TO DO
Gather every line of the records below that contains the word "chair", and copy each one in full.

DATA SECTION
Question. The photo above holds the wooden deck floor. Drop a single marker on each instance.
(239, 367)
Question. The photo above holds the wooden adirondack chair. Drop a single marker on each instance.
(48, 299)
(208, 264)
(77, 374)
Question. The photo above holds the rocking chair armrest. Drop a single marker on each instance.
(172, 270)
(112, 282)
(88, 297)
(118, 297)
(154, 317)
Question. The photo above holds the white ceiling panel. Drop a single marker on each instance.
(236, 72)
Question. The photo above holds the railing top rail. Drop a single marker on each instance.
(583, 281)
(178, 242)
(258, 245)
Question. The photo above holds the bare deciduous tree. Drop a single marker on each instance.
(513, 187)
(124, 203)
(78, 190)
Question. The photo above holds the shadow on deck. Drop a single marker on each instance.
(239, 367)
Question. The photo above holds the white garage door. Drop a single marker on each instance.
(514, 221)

==

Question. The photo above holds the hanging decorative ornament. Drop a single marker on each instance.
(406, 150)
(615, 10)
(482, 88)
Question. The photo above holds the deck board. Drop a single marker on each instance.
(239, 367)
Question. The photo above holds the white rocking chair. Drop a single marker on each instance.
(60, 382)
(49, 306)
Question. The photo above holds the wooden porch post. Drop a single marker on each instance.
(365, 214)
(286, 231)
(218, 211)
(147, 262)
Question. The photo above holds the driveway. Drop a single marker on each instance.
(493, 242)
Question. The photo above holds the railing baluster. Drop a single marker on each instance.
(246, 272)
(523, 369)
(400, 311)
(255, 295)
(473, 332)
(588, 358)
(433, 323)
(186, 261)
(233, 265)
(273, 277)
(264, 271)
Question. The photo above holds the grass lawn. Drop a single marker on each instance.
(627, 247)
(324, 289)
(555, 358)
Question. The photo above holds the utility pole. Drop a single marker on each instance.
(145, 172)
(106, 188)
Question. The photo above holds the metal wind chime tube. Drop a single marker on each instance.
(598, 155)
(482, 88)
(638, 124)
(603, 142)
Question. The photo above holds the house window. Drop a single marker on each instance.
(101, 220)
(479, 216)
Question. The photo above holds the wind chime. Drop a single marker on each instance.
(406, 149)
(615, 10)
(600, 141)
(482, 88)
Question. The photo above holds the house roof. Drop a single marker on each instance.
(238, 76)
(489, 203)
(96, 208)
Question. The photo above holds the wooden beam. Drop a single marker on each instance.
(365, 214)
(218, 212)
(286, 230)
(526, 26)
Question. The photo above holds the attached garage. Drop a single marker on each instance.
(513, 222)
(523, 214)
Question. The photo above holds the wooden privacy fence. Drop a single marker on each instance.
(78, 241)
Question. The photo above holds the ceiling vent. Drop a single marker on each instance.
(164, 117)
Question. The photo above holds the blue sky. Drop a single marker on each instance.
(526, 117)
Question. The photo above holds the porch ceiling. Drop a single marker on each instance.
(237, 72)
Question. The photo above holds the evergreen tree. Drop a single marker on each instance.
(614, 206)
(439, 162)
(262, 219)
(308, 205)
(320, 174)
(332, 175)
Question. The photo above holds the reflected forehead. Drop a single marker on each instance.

...

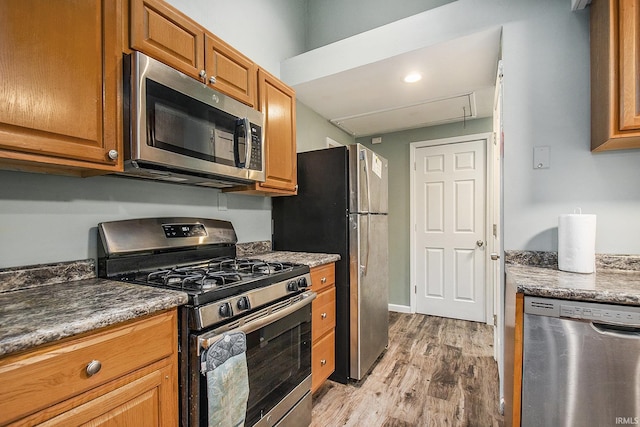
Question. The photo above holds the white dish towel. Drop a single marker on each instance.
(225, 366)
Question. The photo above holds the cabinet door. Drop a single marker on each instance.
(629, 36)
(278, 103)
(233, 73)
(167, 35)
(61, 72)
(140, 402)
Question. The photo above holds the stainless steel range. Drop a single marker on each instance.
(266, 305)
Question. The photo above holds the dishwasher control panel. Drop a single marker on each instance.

EXERCISE ANSWER
Question. The photo above holds the wooden adirondack chair. Drop a single marker on each instance.
Question. The photo above holds the rocking chair armrest. Drop a single marker on each instance.
Question. The photo above holds the white rocking chair. Drop a single marker on each instance.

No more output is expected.